_What you have to do_
Give back exactly the lines from the one containing "of the horizon" through the end of the records, including both, and no others.

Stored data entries
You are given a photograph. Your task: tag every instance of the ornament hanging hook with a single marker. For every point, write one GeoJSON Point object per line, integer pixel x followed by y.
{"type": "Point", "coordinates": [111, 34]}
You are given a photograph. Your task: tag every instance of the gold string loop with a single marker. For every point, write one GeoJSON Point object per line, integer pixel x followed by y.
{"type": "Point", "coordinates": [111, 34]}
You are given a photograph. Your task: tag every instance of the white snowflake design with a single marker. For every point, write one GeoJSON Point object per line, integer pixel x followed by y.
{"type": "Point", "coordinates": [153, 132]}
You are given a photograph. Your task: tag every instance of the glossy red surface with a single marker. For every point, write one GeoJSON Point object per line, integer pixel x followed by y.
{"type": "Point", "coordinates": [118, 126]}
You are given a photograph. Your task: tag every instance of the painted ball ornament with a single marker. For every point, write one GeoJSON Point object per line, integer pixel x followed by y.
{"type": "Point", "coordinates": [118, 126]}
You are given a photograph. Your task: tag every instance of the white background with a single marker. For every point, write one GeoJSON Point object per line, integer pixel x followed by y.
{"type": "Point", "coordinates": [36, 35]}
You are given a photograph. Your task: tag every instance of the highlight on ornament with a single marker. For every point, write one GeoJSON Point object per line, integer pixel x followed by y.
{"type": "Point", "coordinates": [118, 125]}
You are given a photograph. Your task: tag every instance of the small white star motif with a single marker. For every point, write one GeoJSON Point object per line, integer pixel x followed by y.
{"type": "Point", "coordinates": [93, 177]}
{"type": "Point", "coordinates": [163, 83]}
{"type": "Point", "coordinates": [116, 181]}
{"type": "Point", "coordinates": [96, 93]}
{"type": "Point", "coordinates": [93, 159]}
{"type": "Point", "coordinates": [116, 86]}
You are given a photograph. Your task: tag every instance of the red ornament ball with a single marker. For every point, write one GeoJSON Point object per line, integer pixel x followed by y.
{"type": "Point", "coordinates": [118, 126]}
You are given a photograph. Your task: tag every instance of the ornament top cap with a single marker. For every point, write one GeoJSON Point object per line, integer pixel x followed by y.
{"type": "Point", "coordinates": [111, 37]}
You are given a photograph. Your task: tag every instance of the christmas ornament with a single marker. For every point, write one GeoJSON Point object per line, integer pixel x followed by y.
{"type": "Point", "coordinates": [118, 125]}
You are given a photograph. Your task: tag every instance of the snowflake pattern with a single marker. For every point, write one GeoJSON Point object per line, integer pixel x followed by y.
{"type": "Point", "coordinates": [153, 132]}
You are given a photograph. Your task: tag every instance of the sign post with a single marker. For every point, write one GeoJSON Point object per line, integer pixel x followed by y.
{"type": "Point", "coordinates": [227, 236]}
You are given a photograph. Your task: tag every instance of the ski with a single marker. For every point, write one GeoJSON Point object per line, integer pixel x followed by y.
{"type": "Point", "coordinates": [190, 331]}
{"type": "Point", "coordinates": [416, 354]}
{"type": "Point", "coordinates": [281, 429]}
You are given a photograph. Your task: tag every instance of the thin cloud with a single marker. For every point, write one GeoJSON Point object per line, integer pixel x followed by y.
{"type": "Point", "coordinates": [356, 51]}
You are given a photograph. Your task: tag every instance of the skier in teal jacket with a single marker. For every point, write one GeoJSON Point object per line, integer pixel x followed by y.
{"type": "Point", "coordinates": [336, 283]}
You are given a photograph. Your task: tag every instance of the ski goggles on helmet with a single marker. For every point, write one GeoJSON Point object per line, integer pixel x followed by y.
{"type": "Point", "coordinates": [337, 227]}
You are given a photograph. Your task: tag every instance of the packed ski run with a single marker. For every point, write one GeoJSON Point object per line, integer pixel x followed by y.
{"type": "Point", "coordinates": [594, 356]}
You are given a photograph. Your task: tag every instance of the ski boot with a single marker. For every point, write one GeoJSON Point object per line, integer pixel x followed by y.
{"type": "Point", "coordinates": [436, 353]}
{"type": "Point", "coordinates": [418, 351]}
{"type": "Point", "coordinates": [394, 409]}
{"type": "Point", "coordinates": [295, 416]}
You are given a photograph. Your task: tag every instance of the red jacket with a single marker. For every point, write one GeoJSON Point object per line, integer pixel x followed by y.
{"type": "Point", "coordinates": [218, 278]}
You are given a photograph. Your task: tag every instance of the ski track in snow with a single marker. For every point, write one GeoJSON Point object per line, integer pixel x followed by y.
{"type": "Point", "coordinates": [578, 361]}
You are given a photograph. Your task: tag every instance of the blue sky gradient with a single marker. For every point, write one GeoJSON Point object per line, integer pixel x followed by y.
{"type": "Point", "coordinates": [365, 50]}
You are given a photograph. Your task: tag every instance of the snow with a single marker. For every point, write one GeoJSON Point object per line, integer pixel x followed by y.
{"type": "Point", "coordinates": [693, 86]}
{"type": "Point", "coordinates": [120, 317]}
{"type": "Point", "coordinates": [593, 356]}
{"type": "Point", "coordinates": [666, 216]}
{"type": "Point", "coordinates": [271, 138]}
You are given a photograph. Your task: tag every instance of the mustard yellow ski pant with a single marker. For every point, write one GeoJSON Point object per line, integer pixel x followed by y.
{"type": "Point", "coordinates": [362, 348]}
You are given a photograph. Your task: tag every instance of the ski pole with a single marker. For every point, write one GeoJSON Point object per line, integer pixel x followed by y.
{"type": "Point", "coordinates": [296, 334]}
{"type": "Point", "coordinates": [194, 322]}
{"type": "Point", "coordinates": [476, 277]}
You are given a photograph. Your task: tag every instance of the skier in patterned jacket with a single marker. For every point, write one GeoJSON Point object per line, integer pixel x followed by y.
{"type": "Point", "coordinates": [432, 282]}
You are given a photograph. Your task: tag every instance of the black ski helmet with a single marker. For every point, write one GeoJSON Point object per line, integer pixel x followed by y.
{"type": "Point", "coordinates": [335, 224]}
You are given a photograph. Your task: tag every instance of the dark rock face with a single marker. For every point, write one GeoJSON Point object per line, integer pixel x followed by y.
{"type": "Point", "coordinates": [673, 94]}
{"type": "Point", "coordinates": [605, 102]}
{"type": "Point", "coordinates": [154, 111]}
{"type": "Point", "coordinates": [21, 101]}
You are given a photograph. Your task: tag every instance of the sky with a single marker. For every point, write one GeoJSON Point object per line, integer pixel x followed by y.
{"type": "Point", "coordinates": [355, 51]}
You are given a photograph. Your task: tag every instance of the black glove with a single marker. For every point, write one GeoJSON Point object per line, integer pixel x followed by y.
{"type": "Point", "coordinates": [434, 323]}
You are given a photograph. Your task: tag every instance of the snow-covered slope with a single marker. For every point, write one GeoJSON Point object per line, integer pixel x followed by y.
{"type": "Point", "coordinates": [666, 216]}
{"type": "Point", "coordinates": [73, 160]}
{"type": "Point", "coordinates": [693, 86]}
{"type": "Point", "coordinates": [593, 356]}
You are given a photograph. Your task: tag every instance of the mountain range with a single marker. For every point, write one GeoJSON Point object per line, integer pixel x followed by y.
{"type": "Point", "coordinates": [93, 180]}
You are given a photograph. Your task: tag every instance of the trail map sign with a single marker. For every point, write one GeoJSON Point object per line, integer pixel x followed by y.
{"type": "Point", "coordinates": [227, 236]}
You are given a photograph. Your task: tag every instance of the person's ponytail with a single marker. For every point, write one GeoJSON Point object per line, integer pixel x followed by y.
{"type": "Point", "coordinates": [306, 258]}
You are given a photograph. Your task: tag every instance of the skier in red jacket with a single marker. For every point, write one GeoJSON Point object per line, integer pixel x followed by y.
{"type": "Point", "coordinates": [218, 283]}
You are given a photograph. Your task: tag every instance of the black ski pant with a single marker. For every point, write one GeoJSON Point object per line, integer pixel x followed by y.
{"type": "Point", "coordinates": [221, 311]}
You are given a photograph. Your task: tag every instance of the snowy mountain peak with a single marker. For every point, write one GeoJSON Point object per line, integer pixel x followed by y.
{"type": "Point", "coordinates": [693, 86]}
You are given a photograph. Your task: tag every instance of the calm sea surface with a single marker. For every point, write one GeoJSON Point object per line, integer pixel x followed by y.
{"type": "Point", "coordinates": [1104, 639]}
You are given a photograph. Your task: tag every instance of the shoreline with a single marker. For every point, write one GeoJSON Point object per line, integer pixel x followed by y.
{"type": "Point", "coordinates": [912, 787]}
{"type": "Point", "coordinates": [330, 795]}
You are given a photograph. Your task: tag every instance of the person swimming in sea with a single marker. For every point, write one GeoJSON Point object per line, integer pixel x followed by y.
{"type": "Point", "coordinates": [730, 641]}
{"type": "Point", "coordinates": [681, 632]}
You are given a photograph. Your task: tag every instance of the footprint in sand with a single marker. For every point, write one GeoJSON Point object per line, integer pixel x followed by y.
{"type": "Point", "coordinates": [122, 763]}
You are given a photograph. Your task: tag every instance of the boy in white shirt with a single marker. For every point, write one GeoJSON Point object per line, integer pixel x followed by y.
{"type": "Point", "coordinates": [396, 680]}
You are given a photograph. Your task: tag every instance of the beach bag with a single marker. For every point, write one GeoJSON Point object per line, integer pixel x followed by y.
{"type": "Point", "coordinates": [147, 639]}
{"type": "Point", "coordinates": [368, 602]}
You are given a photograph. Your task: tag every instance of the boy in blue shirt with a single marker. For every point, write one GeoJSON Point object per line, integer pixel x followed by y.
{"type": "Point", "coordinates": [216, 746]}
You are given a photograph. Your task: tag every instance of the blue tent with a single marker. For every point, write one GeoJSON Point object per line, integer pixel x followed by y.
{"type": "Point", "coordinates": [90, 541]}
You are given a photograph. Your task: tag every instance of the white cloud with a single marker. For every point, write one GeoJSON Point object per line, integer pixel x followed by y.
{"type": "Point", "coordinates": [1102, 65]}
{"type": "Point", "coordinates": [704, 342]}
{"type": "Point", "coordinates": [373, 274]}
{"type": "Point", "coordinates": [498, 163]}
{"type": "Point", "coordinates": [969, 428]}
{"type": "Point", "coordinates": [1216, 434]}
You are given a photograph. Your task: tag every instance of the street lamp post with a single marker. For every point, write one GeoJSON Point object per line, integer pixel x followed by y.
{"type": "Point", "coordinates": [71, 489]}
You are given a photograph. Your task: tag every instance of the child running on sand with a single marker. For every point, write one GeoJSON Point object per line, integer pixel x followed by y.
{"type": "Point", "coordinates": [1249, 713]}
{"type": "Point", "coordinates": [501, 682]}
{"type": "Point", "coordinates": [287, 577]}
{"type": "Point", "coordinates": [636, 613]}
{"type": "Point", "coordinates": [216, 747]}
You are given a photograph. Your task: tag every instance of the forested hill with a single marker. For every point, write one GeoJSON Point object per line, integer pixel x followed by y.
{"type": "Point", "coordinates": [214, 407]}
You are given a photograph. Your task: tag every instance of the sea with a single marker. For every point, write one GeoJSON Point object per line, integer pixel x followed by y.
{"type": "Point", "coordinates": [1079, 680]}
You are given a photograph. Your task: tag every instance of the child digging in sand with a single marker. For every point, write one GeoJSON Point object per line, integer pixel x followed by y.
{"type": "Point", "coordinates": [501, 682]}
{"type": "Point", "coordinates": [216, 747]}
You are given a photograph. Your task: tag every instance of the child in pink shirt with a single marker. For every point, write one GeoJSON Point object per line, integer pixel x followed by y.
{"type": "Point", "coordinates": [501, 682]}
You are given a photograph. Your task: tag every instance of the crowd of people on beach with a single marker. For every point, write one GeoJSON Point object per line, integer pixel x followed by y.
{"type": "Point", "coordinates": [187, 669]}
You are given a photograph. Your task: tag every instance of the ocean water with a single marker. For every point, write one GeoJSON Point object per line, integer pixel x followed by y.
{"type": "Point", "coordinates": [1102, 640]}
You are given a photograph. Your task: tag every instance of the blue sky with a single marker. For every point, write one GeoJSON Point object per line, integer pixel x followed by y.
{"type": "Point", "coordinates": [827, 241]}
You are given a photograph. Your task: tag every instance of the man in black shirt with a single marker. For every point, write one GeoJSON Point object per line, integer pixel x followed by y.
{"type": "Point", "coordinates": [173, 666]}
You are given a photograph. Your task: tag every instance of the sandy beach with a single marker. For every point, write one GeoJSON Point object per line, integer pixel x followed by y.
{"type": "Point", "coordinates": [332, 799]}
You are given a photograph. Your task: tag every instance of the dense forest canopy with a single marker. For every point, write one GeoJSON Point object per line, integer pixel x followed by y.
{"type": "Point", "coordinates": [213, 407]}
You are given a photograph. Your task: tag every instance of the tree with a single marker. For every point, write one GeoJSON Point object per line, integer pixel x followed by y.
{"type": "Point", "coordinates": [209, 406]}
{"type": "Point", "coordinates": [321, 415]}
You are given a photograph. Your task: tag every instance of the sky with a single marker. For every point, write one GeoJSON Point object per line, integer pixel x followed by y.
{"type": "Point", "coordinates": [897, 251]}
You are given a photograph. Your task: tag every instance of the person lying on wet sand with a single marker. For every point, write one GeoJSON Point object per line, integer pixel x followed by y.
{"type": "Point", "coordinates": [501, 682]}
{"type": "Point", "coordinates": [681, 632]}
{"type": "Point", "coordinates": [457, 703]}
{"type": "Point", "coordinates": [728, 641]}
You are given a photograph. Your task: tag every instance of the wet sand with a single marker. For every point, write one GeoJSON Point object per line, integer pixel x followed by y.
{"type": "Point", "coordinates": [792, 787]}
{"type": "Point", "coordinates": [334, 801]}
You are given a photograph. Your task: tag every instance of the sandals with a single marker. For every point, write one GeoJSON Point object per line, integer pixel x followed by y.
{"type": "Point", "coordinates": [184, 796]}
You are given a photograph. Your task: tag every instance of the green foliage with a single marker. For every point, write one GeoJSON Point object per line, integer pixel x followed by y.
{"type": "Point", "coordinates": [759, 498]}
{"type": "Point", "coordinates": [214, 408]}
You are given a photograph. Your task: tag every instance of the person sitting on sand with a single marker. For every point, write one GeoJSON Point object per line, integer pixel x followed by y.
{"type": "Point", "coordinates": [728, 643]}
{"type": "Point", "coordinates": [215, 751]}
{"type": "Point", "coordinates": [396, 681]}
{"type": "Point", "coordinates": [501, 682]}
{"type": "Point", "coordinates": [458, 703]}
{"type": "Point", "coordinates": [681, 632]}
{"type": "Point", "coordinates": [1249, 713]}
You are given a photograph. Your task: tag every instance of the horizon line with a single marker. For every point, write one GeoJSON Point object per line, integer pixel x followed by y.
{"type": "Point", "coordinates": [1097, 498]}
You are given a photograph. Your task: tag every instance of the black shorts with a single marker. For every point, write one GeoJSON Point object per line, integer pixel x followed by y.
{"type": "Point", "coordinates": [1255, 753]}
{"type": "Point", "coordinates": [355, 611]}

_Answer below_
You are given a photograph. Your task: tag every instance of the horizon line with a single marker. For every point, write one GeoJSON Point object per line, integer pixel x followed by y.
{"type": "Point", "coordinates": [1097, 498]}
You are given a photograph. Your task: tag every instance of the black shorts with a single marker. For every point, write one GeoJSON Point object per line, integer pixel x followed by y.
{"type": "Point", "coordinates": [1255, 753]}
{"type": "Point", "coordinates": [355, 611]}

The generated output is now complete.